### SHORT TASK A
Translate this sentence from the passage about reading the X-Men into Spanish: "I could cry for Betty Banner because I couldn’t enunciate my own pain."
### SHORT TASK B
Pick up the passage about reading the X-Men after its final sentence and write one more paragraph in the same first-person voice.

Back then, I was falling too deeply into metaphors, dealing with my life by partitioning it into more manageable fictional pieces. I could cry for Betty Banner because I couldn’t enunciate my own pain. I could understand X-Men problems and didn’t always think about how they weren’t such a stretch from my own seemingly endless inability to get my fellow executive board members in the same room or to make people keep their phones on when on-call for hotline duty. I wonder now if they were doing the same thing, relaxing with the X-Men in the same way we’d decompress with each other, with people who understand and care. It wasn’t escapist fiction, because even the happy “endings” are never satisfying or complete, but it was certainly encouraging to see the successes the team has, though it was easier (at least for me) to identify with the setbacks.

### DATA EXCERPTS
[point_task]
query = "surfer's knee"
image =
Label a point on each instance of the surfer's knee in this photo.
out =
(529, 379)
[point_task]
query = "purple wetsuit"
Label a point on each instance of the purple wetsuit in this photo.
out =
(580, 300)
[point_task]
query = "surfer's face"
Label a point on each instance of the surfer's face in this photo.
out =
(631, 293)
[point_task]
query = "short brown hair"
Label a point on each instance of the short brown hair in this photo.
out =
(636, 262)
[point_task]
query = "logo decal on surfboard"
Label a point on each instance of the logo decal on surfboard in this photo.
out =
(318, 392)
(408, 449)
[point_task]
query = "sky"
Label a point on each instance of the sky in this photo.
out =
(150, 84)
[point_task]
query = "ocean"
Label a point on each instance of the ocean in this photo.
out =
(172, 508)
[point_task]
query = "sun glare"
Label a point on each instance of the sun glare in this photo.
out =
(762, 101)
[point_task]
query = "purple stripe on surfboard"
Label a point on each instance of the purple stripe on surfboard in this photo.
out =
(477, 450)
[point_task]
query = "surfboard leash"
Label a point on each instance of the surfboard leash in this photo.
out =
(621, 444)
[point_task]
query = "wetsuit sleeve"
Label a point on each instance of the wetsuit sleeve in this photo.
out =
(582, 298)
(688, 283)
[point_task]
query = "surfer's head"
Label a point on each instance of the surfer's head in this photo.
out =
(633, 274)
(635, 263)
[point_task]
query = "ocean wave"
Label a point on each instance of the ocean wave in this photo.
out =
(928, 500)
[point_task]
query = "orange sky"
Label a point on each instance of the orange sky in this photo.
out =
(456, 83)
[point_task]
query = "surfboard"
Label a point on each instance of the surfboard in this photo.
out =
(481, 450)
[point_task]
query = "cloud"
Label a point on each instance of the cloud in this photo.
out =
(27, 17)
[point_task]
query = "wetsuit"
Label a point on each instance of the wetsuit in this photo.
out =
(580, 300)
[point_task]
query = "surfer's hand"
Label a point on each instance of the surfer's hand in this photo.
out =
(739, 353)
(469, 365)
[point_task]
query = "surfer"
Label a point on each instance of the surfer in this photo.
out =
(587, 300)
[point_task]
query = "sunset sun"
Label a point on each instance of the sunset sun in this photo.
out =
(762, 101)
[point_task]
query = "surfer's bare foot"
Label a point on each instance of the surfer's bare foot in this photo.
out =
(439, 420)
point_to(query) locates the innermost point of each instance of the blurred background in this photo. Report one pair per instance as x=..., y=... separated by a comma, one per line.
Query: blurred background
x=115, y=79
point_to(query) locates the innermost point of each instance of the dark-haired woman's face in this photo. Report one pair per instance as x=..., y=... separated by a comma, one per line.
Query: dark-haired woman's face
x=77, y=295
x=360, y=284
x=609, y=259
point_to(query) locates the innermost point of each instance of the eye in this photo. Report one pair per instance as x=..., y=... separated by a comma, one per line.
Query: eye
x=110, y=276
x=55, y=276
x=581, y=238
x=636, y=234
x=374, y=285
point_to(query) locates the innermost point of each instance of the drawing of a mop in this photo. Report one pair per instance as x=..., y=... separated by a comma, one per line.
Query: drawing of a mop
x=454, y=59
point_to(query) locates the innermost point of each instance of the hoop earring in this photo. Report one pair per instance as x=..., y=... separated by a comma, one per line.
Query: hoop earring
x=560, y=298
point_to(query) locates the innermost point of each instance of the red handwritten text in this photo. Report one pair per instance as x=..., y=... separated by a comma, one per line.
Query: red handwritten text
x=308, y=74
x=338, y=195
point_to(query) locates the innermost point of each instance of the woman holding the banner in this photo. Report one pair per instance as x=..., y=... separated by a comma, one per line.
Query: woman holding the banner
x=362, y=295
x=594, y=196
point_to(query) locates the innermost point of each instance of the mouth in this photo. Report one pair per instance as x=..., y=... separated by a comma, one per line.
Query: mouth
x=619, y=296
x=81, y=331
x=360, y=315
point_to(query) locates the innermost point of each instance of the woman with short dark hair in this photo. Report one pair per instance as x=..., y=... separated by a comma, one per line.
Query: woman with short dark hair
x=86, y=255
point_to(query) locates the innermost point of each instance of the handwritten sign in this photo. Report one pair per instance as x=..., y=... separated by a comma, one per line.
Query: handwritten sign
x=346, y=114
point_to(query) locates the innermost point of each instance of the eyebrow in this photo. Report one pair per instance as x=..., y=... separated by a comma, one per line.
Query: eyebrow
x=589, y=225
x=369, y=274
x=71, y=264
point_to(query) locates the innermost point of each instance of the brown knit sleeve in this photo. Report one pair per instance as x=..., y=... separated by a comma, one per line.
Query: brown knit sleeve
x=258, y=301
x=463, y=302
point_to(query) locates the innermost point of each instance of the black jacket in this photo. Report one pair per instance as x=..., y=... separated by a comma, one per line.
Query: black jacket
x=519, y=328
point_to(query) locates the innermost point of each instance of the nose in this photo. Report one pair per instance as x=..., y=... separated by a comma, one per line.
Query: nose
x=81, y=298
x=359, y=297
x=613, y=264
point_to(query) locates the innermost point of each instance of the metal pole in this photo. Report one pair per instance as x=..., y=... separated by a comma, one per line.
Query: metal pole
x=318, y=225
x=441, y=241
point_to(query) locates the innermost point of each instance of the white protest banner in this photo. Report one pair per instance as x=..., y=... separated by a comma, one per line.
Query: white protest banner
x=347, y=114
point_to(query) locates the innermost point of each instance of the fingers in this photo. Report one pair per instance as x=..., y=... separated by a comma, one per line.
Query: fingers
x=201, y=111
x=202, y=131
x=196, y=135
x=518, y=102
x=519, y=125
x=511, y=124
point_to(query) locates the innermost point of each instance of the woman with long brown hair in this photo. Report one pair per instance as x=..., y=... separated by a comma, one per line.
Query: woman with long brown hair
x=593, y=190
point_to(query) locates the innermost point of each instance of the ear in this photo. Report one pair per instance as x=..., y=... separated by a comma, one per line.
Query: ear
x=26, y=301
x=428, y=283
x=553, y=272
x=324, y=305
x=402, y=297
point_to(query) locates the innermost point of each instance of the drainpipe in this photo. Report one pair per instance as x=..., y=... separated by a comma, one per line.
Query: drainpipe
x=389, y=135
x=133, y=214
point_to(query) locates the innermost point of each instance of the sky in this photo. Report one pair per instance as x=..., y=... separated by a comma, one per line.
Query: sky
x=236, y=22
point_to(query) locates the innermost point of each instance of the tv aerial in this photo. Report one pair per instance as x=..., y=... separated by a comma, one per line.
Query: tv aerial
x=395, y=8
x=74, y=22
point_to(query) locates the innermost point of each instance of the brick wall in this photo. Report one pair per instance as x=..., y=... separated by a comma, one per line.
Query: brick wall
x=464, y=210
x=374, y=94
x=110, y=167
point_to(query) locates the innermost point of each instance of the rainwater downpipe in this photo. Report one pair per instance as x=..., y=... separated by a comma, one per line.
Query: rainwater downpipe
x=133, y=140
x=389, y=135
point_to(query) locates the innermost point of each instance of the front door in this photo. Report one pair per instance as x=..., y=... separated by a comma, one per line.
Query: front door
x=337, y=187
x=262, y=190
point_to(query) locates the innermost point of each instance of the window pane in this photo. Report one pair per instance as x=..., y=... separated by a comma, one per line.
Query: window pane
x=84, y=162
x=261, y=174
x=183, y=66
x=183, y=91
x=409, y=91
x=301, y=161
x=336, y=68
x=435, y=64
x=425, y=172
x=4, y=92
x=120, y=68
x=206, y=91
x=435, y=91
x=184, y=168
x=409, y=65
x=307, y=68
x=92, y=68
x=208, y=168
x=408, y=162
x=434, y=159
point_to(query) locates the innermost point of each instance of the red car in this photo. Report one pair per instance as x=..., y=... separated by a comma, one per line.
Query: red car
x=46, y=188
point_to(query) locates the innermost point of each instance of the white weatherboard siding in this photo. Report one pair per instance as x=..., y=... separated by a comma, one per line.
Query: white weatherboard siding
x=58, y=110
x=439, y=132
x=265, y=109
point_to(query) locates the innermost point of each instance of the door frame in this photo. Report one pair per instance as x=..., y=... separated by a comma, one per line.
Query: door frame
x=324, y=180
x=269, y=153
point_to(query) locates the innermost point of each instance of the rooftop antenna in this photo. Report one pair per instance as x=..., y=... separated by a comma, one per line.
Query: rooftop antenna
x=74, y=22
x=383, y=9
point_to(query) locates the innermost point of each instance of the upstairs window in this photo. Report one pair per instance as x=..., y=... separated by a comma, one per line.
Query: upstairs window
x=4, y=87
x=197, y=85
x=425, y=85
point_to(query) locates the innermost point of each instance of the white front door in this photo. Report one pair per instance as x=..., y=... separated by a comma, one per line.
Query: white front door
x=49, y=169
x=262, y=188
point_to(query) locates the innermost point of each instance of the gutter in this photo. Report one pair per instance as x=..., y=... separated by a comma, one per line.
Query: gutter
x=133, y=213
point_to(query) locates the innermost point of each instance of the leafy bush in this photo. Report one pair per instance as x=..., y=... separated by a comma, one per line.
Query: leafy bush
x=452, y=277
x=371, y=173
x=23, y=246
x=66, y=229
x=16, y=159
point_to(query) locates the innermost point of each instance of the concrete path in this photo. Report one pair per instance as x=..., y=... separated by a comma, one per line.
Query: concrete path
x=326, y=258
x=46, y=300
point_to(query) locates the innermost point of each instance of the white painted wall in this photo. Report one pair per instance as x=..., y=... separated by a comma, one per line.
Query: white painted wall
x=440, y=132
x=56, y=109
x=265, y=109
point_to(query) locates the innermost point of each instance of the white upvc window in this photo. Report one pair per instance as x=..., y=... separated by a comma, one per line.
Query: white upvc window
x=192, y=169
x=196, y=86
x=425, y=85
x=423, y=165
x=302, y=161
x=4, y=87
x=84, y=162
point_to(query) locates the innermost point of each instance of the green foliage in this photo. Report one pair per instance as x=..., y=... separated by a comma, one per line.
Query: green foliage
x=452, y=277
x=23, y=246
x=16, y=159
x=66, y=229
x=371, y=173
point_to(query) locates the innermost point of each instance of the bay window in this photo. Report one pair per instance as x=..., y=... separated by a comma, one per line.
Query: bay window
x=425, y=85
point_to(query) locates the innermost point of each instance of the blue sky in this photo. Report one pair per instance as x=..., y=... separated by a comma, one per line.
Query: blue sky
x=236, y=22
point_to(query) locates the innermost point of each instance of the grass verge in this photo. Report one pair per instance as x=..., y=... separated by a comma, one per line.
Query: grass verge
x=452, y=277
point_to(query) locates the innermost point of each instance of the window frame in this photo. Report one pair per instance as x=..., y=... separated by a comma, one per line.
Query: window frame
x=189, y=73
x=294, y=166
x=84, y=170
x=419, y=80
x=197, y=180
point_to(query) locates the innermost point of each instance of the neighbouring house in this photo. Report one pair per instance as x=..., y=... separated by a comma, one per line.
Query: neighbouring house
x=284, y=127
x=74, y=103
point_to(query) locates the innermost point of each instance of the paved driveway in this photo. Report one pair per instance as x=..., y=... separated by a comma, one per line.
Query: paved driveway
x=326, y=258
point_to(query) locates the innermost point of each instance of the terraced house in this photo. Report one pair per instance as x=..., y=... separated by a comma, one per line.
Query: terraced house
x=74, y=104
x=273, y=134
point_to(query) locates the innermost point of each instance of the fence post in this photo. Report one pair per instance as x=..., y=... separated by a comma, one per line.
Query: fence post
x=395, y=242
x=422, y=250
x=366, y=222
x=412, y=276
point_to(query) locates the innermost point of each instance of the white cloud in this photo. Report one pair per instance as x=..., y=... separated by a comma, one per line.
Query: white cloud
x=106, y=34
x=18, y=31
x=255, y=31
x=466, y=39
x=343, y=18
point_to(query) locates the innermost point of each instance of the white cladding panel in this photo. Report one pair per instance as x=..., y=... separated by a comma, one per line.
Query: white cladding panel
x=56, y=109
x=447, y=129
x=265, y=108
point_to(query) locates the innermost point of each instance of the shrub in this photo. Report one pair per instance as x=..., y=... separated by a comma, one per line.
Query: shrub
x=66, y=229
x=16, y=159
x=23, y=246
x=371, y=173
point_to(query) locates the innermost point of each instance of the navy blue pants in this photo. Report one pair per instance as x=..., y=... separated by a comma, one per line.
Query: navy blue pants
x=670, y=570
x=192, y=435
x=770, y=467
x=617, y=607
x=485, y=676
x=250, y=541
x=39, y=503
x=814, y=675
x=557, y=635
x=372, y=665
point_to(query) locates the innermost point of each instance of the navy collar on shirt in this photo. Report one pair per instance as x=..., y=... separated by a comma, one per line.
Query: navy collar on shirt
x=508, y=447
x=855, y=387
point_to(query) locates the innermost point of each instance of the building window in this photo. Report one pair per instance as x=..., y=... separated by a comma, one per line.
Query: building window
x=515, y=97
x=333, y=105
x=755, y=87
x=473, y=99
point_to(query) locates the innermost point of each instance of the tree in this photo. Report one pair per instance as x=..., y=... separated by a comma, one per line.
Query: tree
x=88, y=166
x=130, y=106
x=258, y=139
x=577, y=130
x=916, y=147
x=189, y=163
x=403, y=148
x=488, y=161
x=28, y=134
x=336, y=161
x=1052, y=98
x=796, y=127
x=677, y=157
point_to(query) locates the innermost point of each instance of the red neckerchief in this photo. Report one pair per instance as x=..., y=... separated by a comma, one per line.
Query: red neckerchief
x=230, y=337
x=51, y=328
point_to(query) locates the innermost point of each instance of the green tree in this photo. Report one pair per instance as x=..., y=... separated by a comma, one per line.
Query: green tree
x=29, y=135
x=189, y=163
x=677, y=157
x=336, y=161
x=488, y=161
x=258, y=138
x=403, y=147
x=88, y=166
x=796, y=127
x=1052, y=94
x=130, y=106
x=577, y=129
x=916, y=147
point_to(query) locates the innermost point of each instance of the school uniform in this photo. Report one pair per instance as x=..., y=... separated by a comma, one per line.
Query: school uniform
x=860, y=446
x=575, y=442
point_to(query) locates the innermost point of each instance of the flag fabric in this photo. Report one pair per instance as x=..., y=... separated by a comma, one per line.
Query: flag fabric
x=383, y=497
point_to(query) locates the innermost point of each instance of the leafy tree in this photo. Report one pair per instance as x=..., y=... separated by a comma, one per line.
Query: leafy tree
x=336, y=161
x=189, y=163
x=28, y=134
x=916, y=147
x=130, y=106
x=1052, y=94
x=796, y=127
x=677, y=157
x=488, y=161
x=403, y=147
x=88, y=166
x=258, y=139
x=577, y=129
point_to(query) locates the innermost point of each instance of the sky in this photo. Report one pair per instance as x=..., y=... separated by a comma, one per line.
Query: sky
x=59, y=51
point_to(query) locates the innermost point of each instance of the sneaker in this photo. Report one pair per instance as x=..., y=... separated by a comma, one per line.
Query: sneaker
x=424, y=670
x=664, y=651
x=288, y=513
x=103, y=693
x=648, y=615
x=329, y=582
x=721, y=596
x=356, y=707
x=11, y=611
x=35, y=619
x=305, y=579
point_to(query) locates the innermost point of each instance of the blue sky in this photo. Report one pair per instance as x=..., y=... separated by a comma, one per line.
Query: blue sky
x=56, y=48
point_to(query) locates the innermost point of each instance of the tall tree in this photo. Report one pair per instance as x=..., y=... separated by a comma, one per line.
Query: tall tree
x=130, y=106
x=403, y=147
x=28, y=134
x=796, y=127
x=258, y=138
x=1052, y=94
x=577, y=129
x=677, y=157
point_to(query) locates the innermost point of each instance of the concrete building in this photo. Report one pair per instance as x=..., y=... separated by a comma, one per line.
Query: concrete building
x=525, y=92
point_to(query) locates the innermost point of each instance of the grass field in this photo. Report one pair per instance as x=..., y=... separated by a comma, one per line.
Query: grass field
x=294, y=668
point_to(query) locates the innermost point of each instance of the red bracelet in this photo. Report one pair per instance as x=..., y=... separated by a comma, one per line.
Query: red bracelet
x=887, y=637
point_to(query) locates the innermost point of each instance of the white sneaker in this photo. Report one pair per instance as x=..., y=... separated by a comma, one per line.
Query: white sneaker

### EXERCISE ANSWER A
Podía llorar por Betty Banner porque no era capaz de expresar mi propio dolor.

### EXERCISE ANSWER B
In talking about geek pride and alienated teenagers, maybe I didn’t stress enough the power of hope, that no matter how different from “normal” you may feel, you can, through much effort, be a profitable member of a society you shape. Part of the continuing theme of the X-books, as I read them, has been an effort to get the reader to identify with the X-Men, but not without recognizing the humanity and integrity of the groups with whom they have conflict. As someone who spent a lot of time working toward a little legacy of change on the campus, I’d be encouraged to think this was something incoming freshmen were thinking about, issues of mutual respect and philosophy of leadership and responsibility and modes of social change. If you can get that from X-Men, that’s as good a place as any.